* [DATASET RECORDS]
++++
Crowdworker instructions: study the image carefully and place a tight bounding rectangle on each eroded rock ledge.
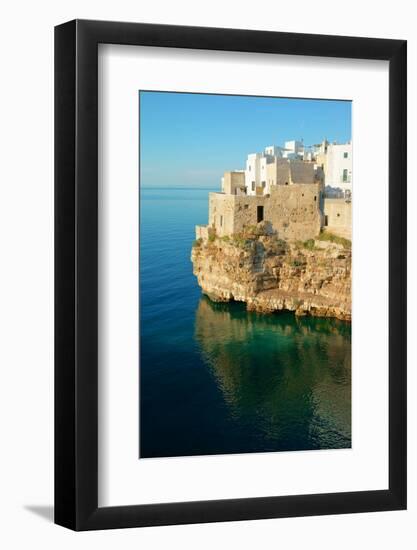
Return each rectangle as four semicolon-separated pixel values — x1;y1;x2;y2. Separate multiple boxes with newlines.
191;230;351;321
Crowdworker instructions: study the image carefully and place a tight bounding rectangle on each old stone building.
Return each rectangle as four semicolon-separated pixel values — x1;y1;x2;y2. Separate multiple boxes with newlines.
324;198;352;240
196;183;322;240
196;141;351;245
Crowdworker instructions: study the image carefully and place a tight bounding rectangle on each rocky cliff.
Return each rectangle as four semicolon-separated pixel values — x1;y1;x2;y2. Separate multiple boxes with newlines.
191;226;351;320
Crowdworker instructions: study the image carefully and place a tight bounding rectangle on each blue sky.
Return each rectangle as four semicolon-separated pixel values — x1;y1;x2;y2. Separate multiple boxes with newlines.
140;92;351;188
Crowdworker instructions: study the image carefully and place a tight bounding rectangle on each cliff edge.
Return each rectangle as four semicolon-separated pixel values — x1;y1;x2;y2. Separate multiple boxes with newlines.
191;223;352;321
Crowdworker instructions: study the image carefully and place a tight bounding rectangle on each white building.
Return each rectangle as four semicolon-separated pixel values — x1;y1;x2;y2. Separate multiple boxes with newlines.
323;142;352;194
282;139;304;159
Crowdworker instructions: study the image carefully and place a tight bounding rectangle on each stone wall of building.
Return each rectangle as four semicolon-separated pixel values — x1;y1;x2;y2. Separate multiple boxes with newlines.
209;183;322;240
223;172;245;195
324;199;352;240
209;193;236;236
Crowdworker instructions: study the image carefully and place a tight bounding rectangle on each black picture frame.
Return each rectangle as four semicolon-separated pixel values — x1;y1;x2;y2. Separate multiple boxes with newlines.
55;20;407;531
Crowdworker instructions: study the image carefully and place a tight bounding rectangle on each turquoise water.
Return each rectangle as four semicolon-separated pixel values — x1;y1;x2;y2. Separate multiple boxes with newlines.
140;188;351;458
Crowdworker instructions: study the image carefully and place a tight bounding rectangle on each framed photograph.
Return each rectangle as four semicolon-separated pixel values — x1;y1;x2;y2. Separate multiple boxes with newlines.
55;20;406;530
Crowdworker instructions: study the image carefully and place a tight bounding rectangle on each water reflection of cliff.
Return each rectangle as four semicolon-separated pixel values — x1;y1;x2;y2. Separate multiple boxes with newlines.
195;297;351;450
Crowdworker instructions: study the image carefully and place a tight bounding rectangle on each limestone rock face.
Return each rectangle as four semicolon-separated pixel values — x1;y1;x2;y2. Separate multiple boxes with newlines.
191;235;351;321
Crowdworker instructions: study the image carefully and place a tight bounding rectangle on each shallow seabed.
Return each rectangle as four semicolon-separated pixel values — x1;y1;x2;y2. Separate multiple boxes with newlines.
140;188;351;458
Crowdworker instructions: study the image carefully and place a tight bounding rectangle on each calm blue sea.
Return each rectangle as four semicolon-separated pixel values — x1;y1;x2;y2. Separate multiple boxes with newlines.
140;188;351;458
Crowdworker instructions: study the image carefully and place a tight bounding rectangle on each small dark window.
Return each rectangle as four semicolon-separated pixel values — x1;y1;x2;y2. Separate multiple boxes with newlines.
256;206;264;223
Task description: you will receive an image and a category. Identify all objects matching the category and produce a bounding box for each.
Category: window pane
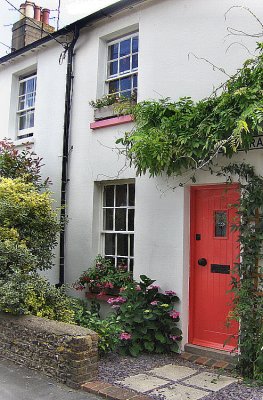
[109,43,119,60]
[103,185,114,207]
[215,211,227,237]
[117,257,128,265]
[120,57,131,73]
[130,235,134,257]
[105,233,115,255]
[18,96,25,110]
[109,61,118,76]
[120,90,131,99]
[19,82,26,96]
[116,185,127,207]
[109,80,119,93]
[105,256,115,265]
[120,76,131,91]
[115,208,127,231]
[129,184,135,206]
[132,54,138,69]
[133,75,138,88]
[103,208,113,231]
[18,114,26,130]
[132,36,139,53]
[128,210,134,231]
[117,234,128,257]
[26,78,35,93]
[120,39,131,57]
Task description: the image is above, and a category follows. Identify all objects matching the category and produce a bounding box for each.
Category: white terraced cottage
[0,0,263,349]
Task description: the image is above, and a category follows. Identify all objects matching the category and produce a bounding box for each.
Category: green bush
[0,270,74,323]
[108,275,182,356]
[0,139,44,187]
[0,178,60,270]
[0,140,71,323]
[72,299,122,353]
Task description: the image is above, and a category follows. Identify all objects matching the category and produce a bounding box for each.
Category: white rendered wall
[0,0,263,342]
[66,0,263,342]
[0,45,66,283]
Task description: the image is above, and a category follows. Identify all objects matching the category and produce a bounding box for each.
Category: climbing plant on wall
[117,43,263,380]
[117,44,263,176]
[219,163,263,382]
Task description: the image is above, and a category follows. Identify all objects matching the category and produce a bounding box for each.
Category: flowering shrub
[108,275,182,356]
[0,139,49,187]
[74,255,132,294]
[72,299,122,353]
[0,270,74,323]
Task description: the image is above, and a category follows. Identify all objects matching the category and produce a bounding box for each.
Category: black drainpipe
[58,25,79,286]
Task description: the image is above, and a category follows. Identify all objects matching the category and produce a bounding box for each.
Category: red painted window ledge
[90,115,133,129]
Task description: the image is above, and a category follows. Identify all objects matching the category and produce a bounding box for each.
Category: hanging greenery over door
[117,43,263,381]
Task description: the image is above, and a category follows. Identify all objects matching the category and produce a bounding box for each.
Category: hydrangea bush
[108,275,182,356]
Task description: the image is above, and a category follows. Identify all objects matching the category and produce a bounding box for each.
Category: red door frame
[188,183,239,351]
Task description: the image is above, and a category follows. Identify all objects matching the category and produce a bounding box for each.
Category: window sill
[85,292,116,302]
[14,137,35,146]
[90,115,133,129]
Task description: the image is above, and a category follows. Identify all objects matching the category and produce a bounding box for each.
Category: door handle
[197,258,207,267]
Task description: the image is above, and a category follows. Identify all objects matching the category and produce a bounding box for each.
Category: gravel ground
[99,354,263,400]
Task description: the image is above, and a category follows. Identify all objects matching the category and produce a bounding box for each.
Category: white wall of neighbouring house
[66,0,263,342]
[0,44,66,283]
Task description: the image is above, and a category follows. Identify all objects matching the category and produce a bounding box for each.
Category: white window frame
[106,31,139,99]
[16,72,37,139]
[100,181,135,271]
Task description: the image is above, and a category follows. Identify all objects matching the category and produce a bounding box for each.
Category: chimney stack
[12,0,55,50]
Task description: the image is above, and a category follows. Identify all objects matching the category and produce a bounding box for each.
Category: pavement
[0,357,263,400]
[83,364,238,400]
[0,358,101,400]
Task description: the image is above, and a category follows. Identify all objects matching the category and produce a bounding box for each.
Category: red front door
[189,185,239,350]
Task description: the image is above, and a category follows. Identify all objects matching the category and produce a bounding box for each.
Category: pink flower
[74,285,85,290]
[120,332,131,340]
[169,310,180,319]
[107,296,126,304]
[169,335,180,342]
[148,285,160,290]
[164,290,176,296]
[107,297,116,304]
[115,296,126,304]
[104,282,113,289]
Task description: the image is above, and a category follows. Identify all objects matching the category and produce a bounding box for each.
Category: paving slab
[149,364,197,381]
[117,374,169,393]
[151,384,209,400]
[183,372,237,392]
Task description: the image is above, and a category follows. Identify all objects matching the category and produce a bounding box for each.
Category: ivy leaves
[117,44,263,176]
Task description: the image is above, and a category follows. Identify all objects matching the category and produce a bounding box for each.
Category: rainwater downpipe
[58,25,79,286]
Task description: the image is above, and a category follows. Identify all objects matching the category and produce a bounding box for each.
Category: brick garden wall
[0,313,98,388]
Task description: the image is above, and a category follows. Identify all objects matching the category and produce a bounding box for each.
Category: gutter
[58,25,80,286]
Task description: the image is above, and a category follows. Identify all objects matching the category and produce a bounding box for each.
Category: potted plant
[89,92,137,121]
[75,255,133,295]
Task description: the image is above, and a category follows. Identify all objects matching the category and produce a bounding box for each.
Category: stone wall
[0,313,98,388]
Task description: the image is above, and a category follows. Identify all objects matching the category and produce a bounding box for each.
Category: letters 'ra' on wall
[0,313,98,389]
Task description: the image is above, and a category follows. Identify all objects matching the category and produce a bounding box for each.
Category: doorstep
[181,344,237,370]
[81,381,152,400]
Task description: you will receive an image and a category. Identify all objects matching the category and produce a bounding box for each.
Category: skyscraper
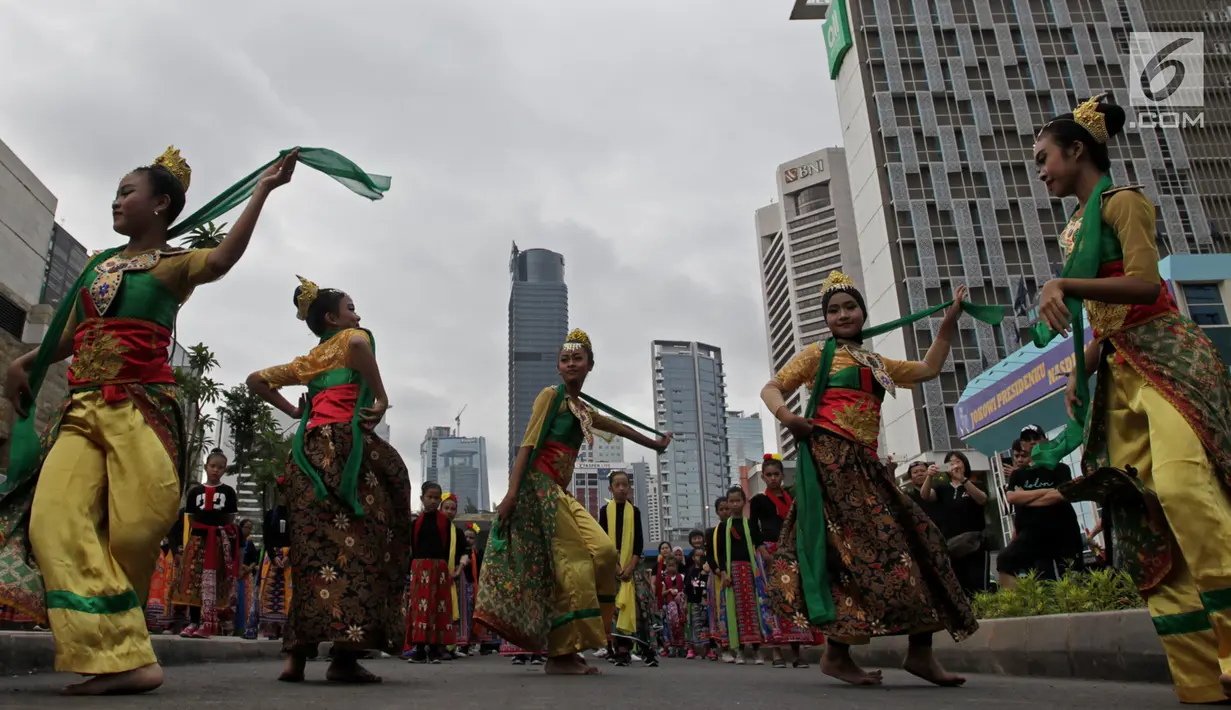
[726,411,764,490]
[577,432,624,464]
[508,244,569,469]
[419,427,491,513]
[753,148,863,457]
[651,341,730,543]
[629,460,656,552]
[792,0,1231,457]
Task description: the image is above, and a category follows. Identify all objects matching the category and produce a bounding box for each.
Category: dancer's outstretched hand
[256,148,299,192]
[4,361,31,417]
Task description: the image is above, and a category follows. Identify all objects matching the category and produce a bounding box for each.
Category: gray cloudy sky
[0,0,841,500]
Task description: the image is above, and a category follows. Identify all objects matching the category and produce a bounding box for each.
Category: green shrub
[971,570,1146,619]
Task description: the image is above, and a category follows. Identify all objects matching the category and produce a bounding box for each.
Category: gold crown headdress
[561,329,593,349]
[295,273,320,320]
[821,269,854,297]
[1073,94,1112,144]
[154,145,192,192]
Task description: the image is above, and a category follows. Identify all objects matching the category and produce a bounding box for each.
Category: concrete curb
[810,609,1172,684]
[0,631,282,676]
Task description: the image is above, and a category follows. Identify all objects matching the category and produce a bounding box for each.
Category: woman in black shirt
[171,449,241,639]
[931,452,987,596]
[715,486,776,666]
[748,454,825,668]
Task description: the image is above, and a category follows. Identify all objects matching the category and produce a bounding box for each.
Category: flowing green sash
[487,384,664,551]
[291,329,377,518]
[0,148,390,496]
[167,148,391,236]
[795,300,1004,626]
[1030,175,1112,469]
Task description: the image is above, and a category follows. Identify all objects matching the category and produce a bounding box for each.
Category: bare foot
[278,653,308,683]
[821,646,881,685]
[902,646,966,688]
[63,663,162,695]
[543,653,599,676]
[325,661,380,684]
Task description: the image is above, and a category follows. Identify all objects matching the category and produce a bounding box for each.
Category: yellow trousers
[1107,356,1231,703]
[30,391,180,676]
[547,495,619,657]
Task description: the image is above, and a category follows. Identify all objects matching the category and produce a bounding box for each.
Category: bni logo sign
[1128,32,1205,128]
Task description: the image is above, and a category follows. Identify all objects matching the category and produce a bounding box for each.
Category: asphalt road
[0,656,1178,710]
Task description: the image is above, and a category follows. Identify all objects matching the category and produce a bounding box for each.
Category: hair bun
[1098,95,1128,138]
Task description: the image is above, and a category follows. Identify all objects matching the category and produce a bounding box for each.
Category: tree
[247,422,295,511]
[175,343,222,482]
[218,385,286,509]
[218,385,277,474]
[180,221,227,249]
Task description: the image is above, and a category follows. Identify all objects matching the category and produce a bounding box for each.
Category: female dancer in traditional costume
[761,271,1000,685]
[247,278,410,683]
[0,149,297,695]
[748,454,825,668]
[235,521,261,640]
[405,481,465,663]
[457,523,485,656]
[598,471,649,666]
[256,492,294,641]
[1033,96,1231,703]
[475,330,671,674]
[715,486,778,666]
[705,496,735,663]
[171,449,243,639]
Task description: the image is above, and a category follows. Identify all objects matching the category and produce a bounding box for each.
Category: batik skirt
[282,423,410,652]
[766,543,825,646]
[773,431,979,644]
[406,560,457,647]
[684,602,710,646]
[662,594,688,648]
[145,550,175,632]
[731,561,778,646]
[171,523,239,635]
[254,548,295,634]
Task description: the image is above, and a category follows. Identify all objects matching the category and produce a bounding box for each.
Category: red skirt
[406,560,457,647]
[766,543,825,646]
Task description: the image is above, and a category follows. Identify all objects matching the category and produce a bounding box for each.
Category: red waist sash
[192,522,244,578]
[532,439,579,491]
[69,317,175,402]
[308,384,359,429]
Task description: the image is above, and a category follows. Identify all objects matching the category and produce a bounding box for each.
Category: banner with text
[953,329,1094,438]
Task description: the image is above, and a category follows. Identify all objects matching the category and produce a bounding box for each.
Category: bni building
[508,244,569,469]
[650,340,731,543]
[753,148,863,466]
[784,0,1231,468]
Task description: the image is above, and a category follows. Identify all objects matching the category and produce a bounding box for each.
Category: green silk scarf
[0,148,390,496]
[1030,175,1112,469]
[795,300,1004,626]
[291,329,377,518]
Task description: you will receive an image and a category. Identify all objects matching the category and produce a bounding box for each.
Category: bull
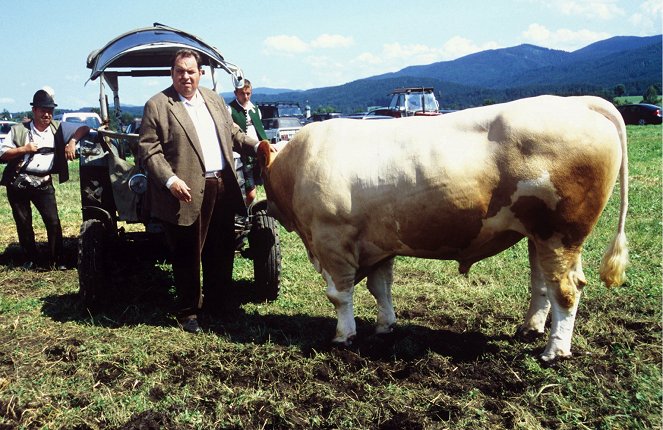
[259,96,628,361]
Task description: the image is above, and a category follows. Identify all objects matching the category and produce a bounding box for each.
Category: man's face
[235,87,251,106]
[32,106,53,131]
[171,56,201,100]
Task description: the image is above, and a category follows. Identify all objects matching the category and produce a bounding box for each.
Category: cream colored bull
[261,96,628,361]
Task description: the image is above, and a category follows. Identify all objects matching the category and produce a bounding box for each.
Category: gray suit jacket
[138,86,258,225]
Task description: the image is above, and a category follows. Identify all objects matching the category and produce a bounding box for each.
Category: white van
[53,112,101,129]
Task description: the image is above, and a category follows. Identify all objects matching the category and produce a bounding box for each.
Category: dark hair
[170,49,203,70]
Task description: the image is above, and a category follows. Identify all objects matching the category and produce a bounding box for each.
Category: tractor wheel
[249,210,281,300]
[77,219,108,307]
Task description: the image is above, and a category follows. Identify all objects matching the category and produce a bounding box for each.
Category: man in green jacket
[0,89,90,269]
[229,79,267,205]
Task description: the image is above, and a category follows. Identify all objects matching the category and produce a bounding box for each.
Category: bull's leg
[366,258,396,334]
[516,240,550,339]
[322,269,357,346]
[539,249,587,361]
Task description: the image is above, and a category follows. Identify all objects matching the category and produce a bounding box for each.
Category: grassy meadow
[0,126,663,430]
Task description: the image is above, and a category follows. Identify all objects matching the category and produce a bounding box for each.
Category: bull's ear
[257,140,272,170]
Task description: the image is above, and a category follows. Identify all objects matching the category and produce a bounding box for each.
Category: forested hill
[252,35,663,113]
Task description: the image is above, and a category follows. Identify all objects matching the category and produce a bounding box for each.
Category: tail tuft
[601,231,628,287]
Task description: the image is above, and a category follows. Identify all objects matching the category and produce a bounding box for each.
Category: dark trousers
[7,182,63,264]
[165,171,235,318]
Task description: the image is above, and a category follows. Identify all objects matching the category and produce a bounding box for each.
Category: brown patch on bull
[256,140,272,173]
[555,276,578,309]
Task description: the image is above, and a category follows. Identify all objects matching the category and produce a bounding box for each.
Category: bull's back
[272,97,619,258]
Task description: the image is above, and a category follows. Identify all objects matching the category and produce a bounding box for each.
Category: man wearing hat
[0,88,90,269]
[228,79,268,205]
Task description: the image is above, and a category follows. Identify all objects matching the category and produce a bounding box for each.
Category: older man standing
[138,49,272,333]
[0,89,90,269]
[229,79,267,205]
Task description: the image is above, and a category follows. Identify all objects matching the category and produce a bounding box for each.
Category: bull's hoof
[513,326,544,343]
[375,323,396,336]
[539,352,573,367]
[332,335,355,349]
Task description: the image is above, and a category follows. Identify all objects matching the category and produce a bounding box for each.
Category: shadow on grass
[0,237,78,270]
[31,235,502,362]
[42,278,503,363]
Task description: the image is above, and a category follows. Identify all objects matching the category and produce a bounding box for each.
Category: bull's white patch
[479,170,561,237]
[511,170,562,210]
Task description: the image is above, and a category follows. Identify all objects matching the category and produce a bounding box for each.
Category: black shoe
[179,318,202,334]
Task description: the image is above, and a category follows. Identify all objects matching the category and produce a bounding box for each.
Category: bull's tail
[600,100,628,287]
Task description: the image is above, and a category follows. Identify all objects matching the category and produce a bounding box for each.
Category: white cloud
[522,23,611,51]
[263,34,309,55]
[311,34,354,48]
[546,0,625,20]
[263,33,354,55]
[442,36,500,60]
[629,0,663,35]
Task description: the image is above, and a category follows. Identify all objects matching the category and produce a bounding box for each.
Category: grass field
[0,126,662,430]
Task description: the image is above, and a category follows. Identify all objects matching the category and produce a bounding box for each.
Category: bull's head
[257,140,274,179]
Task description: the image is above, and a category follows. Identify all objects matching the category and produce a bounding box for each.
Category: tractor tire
[248,210,281,300]
[77,219,108,307]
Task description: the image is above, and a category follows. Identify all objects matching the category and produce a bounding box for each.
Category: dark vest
[229,99,267,140]
[0,121,71,185]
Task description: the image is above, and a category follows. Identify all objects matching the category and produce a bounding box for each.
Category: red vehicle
[371,87,441,118]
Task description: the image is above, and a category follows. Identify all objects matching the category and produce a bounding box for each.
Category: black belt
[205,170,223,179]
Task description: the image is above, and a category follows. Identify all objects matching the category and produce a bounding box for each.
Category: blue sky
[0,0,663,112]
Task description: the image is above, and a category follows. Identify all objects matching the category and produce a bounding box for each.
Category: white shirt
[180,91,225,172]
[0,121,55,179]
[228,98,262,140]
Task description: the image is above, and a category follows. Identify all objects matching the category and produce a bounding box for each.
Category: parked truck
[372,87,440,118]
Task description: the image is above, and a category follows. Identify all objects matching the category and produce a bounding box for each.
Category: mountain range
[246,35,663,113]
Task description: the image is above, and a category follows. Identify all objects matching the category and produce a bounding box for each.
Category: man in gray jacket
[138,49,270,333]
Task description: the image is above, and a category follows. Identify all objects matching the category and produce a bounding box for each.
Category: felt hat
[30,90,57,108]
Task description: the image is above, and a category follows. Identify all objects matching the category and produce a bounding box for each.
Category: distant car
[0,120,18,143]
[309,112,343,122]
[617,103,661,125]
[257,102,304,121]
[344,111,394,120]
[262,117,302,143]
[53,112,101,129]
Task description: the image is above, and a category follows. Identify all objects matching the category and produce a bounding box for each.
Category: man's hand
[23,142,39,154]
[169,178,191,203]
[64,138,76,160]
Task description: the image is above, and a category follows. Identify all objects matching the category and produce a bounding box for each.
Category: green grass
[0,126,663,429]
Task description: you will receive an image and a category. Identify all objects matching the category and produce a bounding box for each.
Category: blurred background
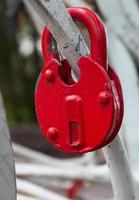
++++
* [EXERCISE BRIEF]
Collect every line in the rows above that contains the string "skirt". Case counts.

* [FULL SOLUTION]
Category: batik skirt
Category: red skirt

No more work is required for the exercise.